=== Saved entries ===
begin
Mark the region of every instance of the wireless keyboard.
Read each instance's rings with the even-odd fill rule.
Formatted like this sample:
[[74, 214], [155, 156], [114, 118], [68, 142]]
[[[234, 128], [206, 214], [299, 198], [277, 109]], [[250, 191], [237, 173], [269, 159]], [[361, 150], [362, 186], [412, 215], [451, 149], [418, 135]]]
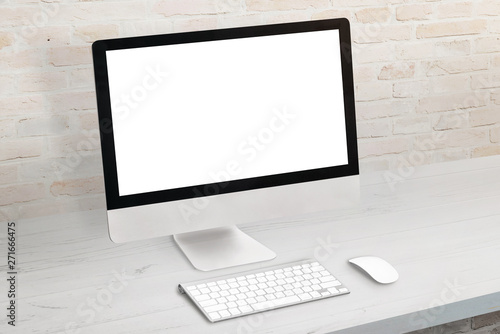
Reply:
[[211, 322], [349, 293], [315, 260], [239, 273], [234, 277], [181, 283], [179, 291], [191, 298]]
end
=== Stated problem ===
Rewrite all the records with "wireless keyboard" changed to "computer mouse", keeping everything else the same and omitting the pictures.

=== Final result ===
Mark the region of every instance of the computer mouse.
Read each instance's rings with the even-odd fill rule.
Formatted like this sample:
[[74, 214], [155, 156], [114, 118], [68, 142]]
[[[234, 128], [206, 214], [299, 198], [277, 109]], [[250, 191], [237, 173], [269, 159]], [[361, 150], [362, 186], [412, 215], [451, 149], [418, 135]]]
Reply:
[[211, 322], [349, 293], [315, 260], [239, 273], [234, 277], [181, 283], [179, 291], [191, 298]]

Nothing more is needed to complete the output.